## Task
Could you report every line of the listing below that holds the word "white"?

## Data listing
::::
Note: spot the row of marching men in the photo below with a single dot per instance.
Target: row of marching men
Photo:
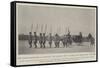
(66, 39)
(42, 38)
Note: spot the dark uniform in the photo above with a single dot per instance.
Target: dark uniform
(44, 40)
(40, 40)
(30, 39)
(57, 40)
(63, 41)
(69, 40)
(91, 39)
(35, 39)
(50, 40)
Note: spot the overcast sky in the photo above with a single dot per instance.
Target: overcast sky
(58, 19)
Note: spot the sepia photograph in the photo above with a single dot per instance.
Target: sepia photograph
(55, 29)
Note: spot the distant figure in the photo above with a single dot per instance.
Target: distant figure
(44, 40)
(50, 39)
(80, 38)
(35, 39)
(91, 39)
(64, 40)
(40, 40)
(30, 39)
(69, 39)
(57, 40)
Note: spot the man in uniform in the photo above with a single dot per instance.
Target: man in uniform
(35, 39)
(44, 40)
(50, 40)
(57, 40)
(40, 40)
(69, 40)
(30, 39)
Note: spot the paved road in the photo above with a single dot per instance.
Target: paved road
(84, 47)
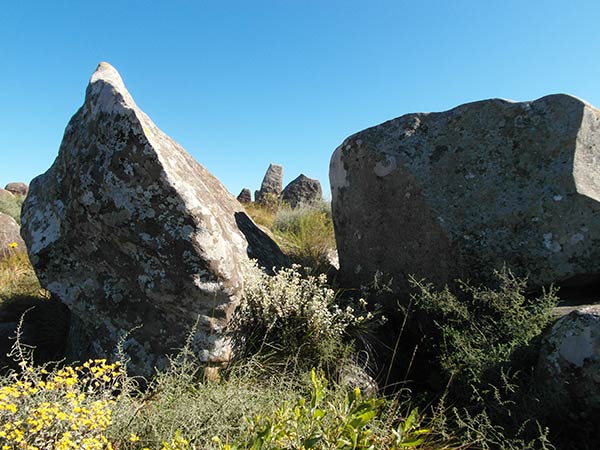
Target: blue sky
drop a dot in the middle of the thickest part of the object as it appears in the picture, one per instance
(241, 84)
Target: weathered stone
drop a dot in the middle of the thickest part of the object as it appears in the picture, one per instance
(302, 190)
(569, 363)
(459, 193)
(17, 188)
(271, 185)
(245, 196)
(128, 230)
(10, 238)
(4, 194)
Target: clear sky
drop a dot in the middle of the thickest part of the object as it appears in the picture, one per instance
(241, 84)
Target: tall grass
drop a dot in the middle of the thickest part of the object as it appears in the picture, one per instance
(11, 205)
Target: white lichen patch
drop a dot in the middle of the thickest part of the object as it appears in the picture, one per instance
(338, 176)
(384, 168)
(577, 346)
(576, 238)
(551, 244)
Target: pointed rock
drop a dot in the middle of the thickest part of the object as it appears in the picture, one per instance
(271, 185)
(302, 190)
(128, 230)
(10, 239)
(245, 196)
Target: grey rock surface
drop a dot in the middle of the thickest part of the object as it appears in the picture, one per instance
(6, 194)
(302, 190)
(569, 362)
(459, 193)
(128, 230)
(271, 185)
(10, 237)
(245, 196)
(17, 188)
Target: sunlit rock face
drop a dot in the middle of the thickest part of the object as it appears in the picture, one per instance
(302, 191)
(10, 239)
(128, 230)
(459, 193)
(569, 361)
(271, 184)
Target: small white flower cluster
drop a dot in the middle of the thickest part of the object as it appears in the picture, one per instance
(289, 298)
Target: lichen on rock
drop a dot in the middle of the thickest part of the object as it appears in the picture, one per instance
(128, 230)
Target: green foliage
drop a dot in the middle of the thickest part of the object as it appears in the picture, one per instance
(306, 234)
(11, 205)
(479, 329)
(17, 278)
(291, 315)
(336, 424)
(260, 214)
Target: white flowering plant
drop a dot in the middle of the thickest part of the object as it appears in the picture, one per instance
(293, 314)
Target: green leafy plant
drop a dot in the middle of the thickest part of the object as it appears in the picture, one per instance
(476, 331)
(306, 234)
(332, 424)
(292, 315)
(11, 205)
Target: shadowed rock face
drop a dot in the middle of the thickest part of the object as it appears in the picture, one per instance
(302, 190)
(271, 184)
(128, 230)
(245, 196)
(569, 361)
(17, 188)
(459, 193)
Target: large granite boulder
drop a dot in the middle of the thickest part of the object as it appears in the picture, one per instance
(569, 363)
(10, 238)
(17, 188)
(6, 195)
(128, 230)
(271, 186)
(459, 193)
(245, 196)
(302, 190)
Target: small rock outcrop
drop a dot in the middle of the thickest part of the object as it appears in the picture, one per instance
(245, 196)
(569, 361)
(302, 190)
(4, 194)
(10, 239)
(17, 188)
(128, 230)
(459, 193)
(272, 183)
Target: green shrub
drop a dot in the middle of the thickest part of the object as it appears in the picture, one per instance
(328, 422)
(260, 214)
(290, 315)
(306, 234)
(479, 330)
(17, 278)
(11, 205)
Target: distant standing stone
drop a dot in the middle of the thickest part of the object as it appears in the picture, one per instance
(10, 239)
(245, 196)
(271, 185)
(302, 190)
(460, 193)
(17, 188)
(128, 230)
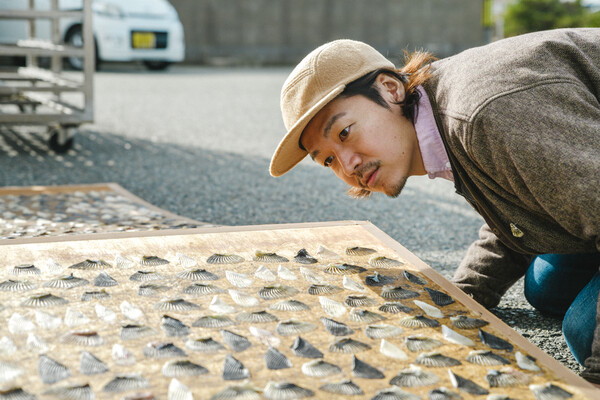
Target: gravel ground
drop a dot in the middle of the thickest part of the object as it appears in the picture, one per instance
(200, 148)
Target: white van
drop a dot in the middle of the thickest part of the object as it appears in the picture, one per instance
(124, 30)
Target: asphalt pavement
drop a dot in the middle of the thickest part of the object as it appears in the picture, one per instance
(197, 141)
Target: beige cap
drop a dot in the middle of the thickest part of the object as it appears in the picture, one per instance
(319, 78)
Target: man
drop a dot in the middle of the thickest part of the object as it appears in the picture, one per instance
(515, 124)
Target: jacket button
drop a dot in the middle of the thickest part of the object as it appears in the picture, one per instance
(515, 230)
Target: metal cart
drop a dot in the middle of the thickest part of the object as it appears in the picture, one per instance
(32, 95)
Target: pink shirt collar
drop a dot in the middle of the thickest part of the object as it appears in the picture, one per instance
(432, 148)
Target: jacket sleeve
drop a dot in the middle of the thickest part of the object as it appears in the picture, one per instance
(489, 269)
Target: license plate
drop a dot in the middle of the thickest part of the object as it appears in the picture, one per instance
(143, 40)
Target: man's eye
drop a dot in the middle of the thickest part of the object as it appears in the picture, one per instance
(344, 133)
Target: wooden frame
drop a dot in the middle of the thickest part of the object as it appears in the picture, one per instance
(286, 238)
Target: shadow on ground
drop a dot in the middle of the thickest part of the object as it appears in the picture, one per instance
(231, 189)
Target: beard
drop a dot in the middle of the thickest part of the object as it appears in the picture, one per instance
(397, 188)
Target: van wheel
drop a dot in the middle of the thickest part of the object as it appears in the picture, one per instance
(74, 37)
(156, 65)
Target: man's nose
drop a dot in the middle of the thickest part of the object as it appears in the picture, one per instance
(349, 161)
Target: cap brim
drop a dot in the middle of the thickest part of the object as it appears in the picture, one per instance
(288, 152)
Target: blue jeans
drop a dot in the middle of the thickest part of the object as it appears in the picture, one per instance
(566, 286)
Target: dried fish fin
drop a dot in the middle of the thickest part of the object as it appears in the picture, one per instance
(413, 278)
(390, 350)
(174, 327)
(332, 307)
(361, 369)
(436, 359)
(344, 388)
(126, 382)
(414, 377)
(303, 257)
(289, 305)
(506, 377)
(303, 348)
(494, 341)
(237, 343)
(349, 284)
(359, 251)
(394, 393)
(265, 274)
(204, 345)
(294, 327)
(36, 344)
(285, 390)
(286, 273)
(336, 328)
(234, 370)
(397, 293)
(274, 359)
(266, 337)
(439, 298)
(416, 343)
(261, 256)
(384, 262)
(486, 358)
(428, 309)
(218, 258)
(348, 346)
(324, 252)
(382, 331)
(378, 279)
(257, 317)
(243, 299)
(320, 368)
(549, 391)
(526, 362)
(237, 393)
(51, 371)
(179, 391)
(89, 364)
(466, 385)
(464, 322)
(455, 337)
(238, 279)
::::
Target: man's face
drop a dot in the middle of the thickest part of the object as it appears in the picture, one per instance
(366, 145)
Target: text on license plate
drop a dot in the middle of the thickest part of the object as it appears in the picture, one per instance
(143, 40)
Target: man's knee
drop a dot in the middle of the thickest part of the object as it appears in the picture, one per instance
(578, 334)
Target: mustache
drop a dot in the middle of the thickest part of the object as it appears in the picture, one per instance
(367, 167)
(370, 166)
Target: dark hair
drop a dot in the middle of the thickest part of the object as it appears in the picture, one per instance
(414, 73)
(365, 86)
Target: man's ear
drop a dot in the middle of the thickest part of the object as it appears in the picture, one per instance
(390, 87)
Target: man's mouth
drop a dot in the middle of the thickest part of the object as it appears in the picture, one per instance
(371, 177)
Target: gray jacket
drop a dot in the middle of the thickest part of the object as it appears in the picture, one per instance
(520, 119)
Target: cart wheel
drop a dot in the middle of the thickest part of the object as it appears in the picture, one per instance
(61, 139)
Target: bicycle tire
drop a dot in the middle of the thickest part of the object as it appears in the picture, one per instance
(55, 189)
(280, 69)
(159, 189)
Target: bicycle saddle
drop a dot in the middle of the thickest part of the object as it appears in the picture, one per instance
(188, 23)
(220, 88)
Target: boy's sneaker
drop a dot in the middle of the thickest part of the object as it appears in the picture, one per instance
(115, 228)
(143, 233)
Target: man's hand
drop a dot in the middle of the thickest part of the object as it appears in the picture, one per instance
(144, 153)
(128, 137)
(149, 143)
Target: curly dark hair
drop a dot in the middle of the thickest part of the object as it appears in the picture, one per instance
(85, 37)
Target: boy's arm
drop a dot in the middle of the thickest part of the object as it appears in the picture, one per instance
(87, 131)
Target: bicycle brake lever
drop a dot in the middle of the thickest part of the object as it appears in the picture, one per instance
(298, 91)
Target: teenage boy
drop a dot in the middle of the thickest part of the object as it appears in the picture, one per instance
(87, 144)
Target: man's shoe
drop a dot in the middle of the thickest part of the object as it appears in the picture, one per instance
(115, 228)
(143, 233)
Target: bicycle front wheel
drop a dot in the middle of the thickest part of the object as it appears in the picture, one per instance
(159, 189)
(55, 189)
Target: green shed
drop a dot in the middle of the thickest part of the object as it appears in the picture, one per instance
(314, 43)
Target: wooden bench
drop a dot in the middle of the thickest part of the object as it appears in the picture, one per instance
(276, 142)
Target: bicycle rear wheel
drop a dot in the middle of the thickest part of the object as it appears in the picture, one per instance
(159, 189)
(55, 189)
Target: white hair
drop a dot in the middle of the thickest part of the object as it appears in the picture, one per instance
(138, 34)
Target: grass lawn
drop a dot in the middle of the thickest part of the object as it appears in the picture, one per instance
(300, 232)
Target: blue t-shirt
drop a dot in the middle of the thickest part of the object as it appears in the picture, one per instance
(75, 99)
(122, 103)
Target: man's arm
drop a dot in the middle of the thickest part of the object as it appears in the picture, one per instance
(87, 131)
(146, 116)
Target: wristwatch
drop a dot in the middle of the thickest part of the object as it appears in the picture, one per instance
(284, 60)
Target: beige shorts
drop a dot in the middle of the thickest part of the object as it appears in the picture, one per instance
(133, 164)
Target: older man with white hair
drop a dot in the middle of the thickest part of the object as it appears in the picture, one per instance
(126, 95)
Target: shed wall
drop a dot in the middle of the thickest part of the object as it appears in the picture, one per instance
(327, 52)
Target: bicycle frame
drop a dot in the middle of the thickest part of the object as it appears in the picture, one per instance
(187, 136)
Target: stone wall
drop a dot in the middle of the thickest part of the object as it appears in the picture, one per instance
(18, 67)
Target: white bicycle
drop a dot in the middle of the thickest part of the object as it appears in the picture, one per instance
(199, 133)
::::
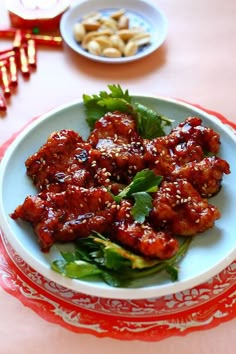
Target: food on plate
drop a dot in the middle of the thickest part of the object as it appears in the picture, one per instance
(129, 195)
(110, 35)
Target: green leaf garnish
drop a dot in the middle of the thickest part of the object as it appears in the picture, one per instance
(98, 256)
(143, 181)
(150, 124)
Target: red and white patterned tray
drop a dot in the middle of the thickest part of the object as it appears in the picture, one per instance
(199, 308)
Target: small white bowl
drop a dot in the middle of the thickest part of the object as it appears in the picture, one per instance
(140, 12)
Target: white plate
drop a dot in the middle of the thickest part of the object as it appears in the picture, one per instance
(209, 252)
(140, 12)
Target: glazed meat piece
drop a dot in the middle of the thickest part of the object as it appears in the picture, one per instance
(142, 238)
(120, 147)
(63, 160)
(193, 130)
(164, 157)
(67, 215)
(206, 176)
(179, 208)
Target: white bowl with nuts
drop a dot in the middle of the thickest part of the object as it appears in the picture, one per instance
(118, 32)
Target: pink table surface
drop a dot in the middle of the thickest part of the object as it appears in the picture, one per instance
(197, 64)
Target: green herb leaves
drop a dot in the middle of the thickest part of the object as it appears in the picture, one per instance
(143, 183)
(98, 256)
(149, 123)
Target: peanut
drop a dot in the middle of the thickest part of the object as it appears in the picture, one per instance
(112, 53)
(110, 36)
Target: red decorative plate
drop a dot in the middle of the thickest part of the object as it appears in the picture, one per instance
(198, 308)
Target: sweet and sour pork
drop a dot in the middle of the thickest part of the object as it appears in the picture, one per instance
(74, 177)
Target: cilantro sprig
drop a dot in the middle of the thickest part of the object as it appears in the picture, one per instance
::::
## Task solution
Target: white lichen patch
Target: small white flower cluster
Target: white flowering plant
Target: white van
Target: white hair
Target: older man with white hair
Target: white bicycle
Target: red and white patterned tray
Target: small white bowl
Target: white plate
Target: white bowl with nuts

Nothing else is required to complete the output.